→ Do this
Rewrite the records as a JSON list of strings with one string per line, omitting blank lines. Include only the lines from the one containing "Each instance receives one keypoint. Mark the rocky" through the end of the records.

-- BEGIN Record extracts --

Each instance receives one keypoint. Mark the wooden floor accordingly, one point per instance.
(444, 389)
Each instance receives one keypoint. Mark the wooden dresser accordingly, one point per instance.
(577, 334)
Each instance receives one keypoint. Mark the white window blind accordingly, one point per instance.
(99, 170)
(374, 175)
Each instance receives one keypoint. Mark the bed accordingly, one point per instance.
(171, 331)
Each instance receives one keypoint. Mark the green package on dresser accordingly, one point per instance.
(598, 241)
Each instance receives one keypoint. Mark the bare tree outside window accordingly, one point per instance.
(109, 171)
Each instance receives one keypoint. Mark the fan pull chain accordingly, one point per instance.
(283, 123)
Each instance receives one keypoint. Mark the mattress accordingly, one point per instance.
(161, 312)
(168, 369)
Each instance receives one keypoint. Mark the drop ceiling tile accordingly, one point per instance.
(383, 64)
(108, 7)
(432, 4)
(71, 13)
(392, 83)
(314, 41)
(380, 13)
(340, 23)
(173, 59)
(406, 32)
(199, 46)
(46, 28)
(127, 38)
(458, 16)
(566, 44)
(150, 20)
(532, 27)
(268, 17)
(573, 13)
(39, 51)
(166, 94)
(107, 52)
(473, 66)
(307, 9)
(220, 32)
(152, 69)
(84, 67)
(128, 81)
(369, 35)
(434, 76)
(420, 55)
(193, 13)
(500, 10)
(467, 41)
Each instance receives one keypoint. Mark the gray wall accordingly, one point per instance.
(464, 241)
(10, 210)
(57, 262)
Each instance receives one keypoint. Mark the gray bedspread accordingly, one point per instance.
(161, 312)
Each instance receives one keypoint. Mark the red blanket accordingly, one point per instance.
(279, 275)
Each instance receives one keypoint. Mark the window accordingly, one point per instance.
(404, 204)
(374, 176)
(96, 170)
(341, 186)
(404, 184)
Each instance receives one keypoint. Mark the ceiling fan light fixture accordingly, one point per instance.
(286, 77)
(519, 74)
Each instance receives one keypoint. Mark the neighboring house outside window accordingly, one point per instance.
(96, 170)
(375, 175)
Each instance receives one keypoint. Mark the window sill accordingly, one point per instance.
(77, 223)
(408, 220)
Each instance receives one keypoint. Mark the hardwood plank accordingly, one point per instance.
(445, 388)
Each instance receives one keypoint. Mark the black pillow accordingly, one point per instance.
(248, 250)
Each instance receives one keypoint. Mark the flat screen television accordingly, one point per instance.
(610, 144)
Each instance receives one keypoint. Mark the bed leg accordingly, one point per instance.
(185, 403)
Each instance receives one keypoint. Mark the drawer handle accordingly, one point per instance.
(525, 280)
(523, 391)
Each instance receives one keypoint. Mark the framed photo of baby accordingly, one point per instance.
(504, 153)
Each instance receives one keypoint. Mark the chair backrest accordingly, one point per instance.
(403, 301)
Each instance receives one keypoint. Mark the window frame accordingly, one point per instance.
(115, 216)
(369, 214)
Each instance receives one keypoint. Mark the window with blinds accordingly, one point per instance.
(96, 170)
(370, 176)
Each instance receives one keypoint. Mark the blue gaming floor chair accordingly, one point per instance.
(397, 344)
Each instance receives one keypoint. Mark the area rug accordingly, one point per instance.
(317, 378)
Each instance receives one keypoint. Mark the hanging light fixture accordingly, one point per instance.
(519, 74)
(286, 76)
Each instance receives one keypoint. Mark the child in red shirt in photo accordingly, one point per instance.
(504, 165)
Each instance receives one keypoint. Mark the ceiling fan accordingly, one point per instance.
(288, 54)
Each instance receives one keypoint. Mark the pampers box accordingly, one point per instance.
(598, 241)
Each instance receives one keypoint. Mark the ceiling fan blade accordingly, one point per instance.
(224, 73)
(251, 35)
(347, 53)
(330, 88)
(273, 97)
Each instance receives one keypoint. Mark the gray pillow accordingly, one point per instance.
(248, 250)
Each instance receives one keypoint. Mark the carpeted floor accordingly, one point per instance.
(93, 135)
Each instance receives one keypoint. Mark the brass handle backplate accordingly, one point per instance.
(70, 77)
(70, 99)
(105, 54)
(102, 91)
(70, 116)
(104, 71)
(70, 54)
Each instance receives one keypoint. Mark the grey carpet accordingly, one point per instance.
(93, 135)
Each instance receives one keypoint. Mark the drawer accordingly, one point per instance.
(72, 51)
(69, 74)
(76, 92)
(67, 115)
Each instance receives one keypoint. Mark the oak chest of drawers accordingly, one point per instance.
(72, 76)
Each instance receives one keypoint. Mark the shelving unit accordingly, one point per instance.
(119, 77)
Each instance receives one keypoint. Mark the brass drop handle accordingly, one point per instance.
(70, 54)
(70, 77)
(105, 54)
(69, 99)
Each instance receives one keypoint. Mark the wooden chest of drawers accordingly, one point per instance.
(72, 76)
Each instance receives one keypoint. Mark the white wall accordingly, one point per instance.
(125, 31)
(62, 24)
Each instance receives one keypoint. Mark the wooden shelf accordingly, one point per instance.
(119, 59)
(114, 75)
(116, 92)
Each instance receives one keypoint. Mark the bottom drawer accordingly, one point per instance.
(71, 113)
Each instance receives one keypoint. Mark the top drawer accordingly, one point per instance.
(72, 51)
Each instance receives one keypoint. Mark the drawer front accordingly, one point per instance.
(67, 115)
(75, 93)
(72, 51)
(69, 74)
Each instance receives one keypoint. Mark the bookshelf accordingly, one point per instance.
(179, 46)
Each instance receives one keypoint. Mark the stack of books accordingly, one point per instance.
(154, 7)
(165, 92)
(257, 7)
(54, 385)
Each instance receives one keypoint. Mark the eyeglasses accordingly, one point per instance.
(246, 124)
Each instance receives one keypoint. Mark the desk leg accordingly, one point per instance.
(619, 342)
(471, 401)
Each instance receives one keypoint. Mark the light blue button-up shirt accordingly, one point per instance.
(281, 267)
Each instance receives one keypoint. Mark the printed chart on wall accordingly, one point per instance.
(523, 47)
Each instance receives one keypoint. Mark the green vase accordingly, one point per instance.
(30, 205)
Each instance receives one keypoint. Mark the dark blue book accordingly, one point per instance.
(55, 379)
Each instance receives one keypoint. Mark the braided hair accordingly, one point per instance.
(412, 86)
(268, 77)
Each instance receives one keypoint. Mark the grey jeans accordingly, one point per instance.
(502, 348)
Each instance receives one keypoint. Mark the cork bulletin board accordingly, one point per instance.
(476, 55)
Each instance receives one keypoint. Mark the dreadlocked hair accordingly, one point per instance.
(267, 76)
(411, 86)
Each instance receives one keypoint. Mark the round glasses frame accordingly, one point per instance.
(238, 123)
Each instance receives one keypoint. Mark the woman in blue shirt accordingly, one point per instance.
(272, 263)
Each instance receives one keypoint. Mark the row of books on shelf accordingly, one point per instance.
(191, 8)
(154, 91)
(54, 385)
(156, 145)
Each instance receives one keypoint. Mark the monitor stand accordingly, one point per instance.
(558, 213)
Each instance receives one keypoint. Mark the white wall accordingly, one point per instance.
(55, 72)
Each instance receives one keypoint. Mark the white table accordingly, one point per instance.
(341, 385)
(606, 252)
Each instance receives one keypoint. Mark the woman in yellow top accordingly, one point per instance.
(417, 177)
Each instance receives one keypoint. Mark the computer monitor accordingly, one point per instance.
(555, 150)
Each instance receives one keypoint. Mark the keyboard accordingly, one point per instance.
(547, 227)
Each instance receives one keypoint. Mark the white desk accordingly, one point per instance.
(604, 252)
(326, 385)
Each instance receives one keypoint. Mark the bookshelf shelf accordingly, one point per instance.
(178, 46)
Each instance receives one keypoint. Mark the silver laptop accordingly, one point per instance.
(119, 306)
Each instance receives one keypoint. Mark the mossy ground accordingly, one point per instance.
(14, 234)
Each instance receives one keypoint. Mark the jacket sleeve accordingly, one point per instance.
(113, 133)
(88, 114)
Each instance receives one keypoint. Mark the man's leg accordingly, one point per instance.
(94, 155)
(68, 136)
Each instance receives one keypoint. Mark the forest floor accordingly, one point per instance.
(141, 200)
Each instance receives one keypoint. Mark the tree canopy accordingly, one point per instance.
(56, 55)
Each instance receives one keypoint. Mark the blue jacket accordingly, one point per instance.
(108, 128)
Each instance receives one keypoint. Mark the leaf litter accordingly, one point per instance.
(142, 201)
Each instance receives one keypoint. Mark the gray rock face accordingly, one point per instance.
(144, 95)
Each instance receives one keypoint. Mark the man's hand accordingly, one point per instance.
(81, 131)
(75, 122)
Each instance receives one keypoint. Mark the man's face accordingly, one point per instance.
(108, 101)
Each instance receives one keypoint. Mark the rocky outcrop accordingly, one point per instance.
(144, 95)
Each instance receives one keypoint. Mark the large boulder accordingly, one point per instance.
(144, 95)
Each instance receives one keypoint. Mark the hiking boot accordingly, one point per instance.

-- END Record extracts --

→ Worked answer
[
  "Each instance receives one keypoint. Mark the rocky outcrop accordingly, one point per instance.",
  "(144, 95)",
  "Each instance receives one keypoint. Mark the large boulder accordingly, one point per instance.",
  "(144, 95)",
  "Each instance receives one keypoint. Mark the hiking boot accordingly, one point per instance."
]